── Source text ──

[p2p-hackers] good-bye, Mnet, and good luck. I'm going commercial! plus my last design doc (fwd from zooko at zooko.com)

Eric Cordian emc at artifact.psychedelic.net
Wed Mar 9 12:14:42 PST 2005


Zooko writes:

> I am about to accept an exciting job that will preclude me from 
> contributing to open source projects in the distributed file-system 
> space.

> I will miss the Mnet project!  Good luck without me!

Is there a network currently running?  At one time, I had 5 gig of Mnet 
blockstore, but when months went by with no metatracking, and apparently, 
no running network, I grew bored and rm'ed it.

> I'm writing the following as a record of the most advanced design that 
> I have thought of for Mnet. 

[Clippage]]

Yes, well.  My thoughts on this, and other distributed filesystems, are as 
follows.

We have the following useful technologies.

Swarmed downloads, erasure coding, distributed filesystem with global 
namespace, encryption, routing, accounting, and search.

───
── Dataset ──

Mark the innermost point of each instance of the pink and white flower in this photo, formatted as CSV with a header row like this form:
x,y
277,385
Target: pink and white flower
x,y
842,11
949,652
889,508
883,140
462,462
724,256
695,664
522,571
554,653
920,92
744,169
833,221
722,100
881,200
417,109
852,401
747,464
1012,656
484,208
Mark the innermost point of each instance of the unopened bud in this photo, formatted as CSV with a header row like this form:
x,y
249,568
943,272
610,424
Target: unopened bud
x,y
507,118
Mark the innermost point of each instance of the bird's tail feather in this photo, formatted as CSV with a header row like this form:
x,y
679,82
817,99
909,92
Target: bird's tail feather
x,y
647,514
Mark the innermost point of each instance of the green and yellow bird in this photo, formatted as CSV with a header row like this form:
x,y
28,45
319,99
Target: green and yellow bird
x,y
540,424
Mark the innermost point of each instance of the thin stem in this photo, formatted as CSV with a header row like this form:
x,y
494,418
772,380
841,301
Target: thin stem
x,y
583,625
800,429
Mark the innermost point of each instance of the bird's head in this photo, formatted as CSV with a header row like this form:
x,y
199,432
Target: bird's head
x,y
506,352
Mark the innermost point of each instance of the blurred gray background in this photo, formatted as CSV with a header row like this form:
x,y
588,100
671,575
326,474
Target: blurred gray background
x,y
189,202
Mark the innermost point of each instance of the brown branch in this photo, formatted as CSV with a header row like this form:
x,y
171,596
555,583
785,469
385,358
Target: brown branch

───

- [Set of tasks]:
1) In the Mnet post, list every technology the writer calls useful.
2) According to the Mnet post, how much Mnet blockstore did the writer once hold?

- [Responses by task]:
1)
Swarmed downloads
Erasure coding
Distributed filesystem with global namespace
Encryption
Routing
Accounting
Search

2) 5 gig